- [PROBLEM DESCRIPTION]
Please present every line of the listing below as a numbered list, leaving out any blank lines.

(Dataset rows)
-- Begin --

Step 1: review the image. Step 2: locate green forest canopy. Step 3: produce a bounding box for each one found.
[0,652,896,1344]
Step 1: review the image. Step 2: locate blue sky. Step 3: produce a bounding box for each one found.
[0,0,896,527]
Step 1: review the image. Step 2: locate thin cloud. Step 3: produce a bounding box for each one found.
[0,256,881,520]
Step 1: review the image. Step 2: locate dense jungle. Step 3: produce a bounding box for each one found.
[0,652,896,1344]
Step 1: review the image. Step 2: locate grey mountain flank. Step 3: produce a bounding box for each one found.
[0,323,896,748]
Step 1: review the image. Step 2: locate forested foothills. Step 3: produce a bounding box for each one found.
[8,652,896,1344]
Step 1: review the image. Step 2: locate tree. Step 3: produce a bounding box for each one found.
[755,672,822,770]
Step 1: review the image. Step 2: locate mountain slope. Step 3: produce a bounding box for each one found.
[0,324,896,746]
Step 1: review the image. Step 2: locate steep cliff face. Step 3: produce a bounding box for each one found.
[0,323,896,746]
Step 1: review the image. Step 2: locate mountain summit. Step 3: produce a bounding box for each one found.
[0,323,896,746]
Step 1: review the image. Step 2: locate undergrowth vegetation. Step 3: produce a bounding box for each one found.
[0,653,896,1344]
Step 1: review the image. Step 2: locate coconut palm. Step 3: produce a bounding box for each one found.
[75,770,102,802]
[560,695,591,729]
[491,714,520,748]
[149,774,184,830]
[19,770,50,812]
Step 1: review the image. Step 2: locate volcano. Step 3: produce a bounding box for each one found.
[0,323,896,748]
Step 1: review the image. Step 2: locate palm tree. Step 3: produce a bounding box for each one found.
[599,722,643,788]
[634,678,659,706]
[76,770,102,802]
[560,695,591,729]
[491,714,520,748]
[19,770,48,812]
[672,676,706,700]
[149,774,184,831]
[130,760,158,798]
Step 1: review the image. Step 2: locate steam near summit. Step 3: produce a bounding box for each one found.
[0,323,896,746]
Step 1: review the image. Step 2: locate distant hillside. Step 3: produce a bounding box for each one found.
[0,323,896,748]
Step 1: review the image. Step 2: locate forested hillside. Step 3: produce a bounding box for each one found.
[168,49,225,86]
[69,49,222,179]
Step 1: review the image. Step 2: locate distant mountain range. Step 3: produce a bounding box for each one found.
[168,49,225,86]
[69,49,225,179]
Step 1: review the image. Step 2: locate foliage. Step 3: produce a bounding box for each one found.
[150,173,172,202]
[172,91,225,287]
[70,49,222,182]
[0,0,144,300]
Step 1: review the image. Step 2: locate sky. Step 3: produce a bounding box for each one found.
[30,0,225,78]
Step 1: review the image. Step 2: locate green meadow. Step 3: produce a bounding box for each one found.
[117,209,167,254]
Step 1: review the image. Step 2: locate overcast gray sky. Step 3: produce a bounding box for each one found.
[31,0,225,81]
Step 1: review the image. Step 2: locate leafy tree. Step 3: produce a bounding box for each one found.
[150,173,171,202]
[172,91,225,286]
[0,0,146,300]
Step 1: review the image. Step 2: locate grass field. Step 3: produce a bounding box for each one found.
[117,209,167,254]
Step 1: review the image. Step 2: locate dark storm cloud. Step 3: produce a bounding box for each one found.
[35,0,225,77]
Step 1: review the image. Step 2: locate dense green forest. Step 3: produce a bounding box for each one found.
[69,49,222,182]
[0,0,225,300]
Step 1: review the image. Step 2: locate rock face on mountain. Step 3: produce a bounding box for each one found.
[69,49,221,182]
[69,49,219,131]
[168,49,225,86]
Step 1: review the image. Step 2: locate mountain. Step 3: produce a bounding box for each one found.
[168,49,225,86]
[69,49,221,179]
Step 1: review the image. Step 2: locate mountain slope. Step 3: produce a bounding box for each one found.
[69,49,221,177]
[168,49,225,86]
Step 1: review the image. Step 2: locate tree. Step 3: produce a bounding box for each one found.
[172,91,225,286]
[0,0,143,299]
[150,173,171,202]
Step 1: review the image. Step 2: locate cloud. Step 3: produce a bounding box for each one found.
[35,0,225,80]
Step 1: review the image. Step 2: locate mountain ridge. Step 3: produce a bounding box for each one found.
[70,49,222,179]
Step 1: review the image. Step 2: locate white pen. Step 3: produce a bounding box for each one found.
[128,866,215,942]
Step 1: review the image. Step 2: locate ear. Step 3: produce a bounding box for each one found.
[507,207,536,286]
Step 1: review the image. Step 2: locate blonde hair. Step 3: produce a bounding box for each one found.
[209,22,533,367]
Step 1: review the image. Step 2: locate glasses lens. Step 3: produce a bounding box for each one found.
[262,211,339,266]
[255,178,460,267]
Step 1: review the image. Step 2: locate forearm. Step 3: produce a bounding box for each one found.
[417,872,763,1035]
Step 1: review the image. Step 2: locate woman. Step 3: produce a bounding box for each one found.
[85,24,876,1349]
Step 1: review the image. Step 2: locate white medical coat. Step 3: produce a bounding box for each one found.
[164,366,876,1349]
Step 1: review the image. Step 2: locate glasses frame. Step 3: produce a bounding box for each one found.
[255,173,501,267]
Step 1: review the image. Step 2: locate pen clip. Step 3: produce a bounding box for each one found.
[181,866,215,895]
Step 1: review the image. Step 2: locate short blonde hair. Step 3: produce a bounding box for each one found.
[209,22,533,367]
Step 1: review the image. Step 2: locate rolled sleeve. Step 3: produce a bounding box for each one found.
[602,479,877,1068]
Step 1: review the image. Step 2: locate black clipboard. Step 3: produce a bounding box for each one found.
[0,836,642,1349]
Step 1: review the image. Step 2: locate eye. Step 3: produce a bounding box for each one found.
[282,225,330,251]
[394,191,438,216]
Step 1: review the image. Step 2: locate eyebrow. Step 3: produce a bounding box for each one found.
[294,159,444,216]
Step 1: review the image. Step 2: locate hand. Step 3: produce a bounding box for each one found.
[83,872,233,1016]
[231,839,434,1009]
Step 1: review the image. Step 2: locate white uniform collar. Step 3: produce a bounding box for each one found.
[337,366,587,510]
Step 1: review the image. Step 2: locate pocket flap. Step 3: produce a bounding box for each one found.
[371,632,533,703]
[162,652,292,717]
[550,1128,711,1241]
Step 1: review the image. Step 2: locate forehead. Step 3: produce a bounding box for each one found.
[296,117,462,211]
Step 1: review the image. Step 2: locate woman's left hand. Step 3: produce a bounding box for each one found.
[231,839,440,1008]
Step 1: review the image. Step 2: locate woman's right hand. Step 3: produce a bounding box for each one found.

-- End --

- [THE OUTPUT]
1. Step 1: review the image. Step 2: locate green forest canopy. Step 3: produce a bounding box for each one found.
2. [0,652,896,1344]
3. Step 1: review the image. Step 2: locate blue sky. Step 3: produce a bounding box for each one found.
4. [0,0,896,527]
5. Step 1: review the image. Step 2: locate thin cloud. Step 3: produce a bounding box for each one found.
6. [0,256,881,520]
7. Step 1: review the image. Step 2: locate dense jungle. Step 3: produce a bounding box for each one found.
8. [0,652,896,1344]
9. Step 1: review the image. Step 2: locate grey mountain flank. Step 3: produce a bounding box for each one found.
10. [0,323,896,748]
11. Step 1: review the image. Step 2: locate forested foothills. Step 3: produce a bounding box for each one found.
12. [8,652,896,1344]
13. Step 1: review the image. Step 2: locate tree. Step 3: produce a bounding box for each one found.
14. [755,672,822,770]
15. Step 1: review the image. Step 2: locate mountain slope. Step 3: produce a bounding box for each one found.
16. [0,324,896,746]
17. Step 1: review the image. Step 2: locate steep cliff face. Step 3: produce a bounding box for each one found.
18. [0,323,896,746]
19. Step 1: review the image. Step 2: locate mountain summit. Step 3: produce a bounding box for each one found.
20. [0,323,896,746]
21. Step 1: review the image. Step 2: locate undergrowth vegetation. Step 3: produce a bounding box for each one found.
22. [0,653,896,1344]
23. Step 1: review the image. Step 2: locate coconut palm. Step 3: produce a bounding box for each one found.
24. [75,770,102,802]
25. [560,695,591,729]
26. [491,714,520,748]
27. [149,774,184,830]
28. [19,770,50,812]
29. Step 1: review the image. Step 2: locate volcano. Step 3: produce a bounding box for each one found.
30. [0,323,896,748]
31. Step 1: review the image. Step 2: locate palm tree. Step 3: produce a bounding box for each one found.
32. [599,722,643,788]
33. [634,678,659,706]
34. [76,770,102,802]
35. [560,695,591,729]
36. [491,714,520,748]
37. [19,770,48,812]
38. [672,676,706,700]
39. [149,774,184,831]
40. [130,760,158,798]
41. Step 1: review the image. Step 2: locate steam near summit. Step 3: produce a bounding box for each one found.
42. [0,323,896,746]
43. Step 1: review the image. Step 2: locate distant hillside. Step 3: produce a bounding box for each one found.
44. [0,323,896,748]
45. Step 1: review the image. Step 2: locate forested hillside. Step 3: produce a bounding box for each one found.
46. [168,49,225,86]
47. [69,49,222,179]
48. Step 1: review the image. Step 2: locate distant mountain range. Step 3: produce a bounding box for each one found.
49. [168,49,225,86]
50. [69,49,225,179]
51. Step 1: review the image. Step 2: locate foliage. Step 3: produce a bounding box for each one found.
52. [150,173,172,202]
53. [172,91,225,287]
54. [70,49,222,182]
55. [0,0,144,300]
56. Step 1: review the image. Step 2: locate sky. Step 3: produce a bounding box for each one found.
57. [30,0,225,78]
58. Step 1: review the image. Step 2: locate green meadow. Step 3: produce a bounding box for each one found.
59. [117,209,167,254]
60. Step 1: review the image. Step 2: locate overcast gray sky. Step 3: produce a bounding box for each one found.
61. [31,0,225,81]
62. Step 1: review the image. Step 2: locate leafy tree. Step 3: produce a bounding box for each one found.
63. [150,173,171,202]
64. [172,91,225,286]
65. [0,0,146,300]
66. Step 1: review the image. Step 2: locate grass field. Step 3: produce a bounding box for each one found.
67. [117,209,167,254]
68. Step 1: review the image. Step 2: locate dark storm cloud. Step 3: produce a bounding box for each one found.
69. [35,0,225,77]
70. Step 1: review the image. Step 2: locate dense green forest. Step 3: produce a bounding box for each one found.
71. [69,49,222,182]
72. [0,0,225,300]
73. Step 1: review the image. Step 2: locate rock face on mountain. Step 3: produce a bounding box for each one found.
74. [69,49,221,182]
75. [69,49,219,131]
76. [168,49,225,86]
77. Step 1: review the image. Step 2: locate mountain. Step 3: produce a bounding box for each one found.
78. [168,49,225,86]
79. [69,49,221,179]
80. Step 1: review the image. Step 2: locate mountain slope. Step 3: produce a bounding box for each one found.
81. [69,49,221,177]
82. [168,49,225,86]
83. Step 1: review the image. Step 2: locate tree. Step 3: produce a bounding box for each one found.
84. [172,91,225,286]
85. [0,0,143,299]
86. [150,173,171,202]
87. Step 1: review the image. Step 2: locate cloud. Step 3: produce a bounding box for each one found.
88. [35,0,225,80]
89. Step 1: review the image. Step 2: locate mountain ridge. Step 3: produce a bounding box for each one found.
90. [70,49,222,179]
91. Step 1: review the image. Step 2: locate white pen. Step 3: produce a bounding box for each one found.
92. [128,866,215,942]
93. Step 1: review the image. Step 2: locate ear. Step 3: produce a bounding box for each one found.
94. [507,207,536,286]
95. Step 1: review the image. Step 2: locate blonde hair. Step 3: produce a bounding box for each one found.
96. [209,22,533,367]
97. Step 1: review the image. Step 2: locate glasses lens. Step 3: produce a bounding box for each one found.
98. [262,211,339,266]
99. [255,178,460,267]
100. Step 1: review the image. Step 2: locate forearm. Step 3: produce a bounding box for each one found.
101. [417,872,763,1035]
102. Step 1: review the image. Step 2: locate woman. Step 3: produce a bounding box for each one found.
103. [85,24,876,1349]
104. Step 1: review the image. Step 2: locate white medical coat. Step 3: produce a bounding box for each one found.
105. [164,366,876,1349]
106. Step 1: review the image. Step 2: locate glasses frame. Step 3: produce a bounding box for each one found.
107. [255,173,501,267]
108. Step 1: review the image. Step 2: locate pen clip. Step 3: produce a bounding box for each one found.
109. [181,866,215,895]
110. Step 1: review the image. Step 2: locate short blonde hair. Step 3: produce a bounding box for each one found.
111. [209,22,533,367]
112. Step 1: review the image. Step 2: locate rolled sleeve. Step 3: produce a bounding box for each one found.
113. [602,479,877,1068]
114. Step 1: review the image. Step 2: locate black clipboard. Step 3: produce a bounding box for each one found.
115. [0,836,642,1349]
116. Step 1: review the image. Step 2: locate eye. Step 3: produce a bounding box for each one found.
117. [282,225,330,251]
118. [394,191,438,216]
119. Step 1: review the image. Step 2: locate eyebrow. Step 3: produce a bounding box for each one found.
120. [294,159,444,216]
121. Step 1: review the image. Step 2: locate hand. Step 3: produce a bounding box for each one found.
122. [83,872,233,1016]
123. [231,839,434,1009]
124. Step 1: review the image. Step 2: locate white uniform collar. Step 3: produce a bounding box for each one found.
125. [337,366,587,510]
126. Step 1: review the image. Step 2: locate pocket flap. Step 3: produce a bounding box for each one found.
127. [371,632,533,703]
128. [162,652,292,717]
129. [550,1128,711,1241]
130. Step 1: review the image. Step 2: locate forehead. Step 3: produce a bounding box for each one found.
131. [296,117,462,211]
132. Step 1: review the image. Step 2: locate woman's left hand. Step 3: produce a bounding box for each one found.
133. [231,839,440,1008]
134. Step 1: review the image. Step 2: locate woman's right hand. Step 3: produce a bounding box for each one found.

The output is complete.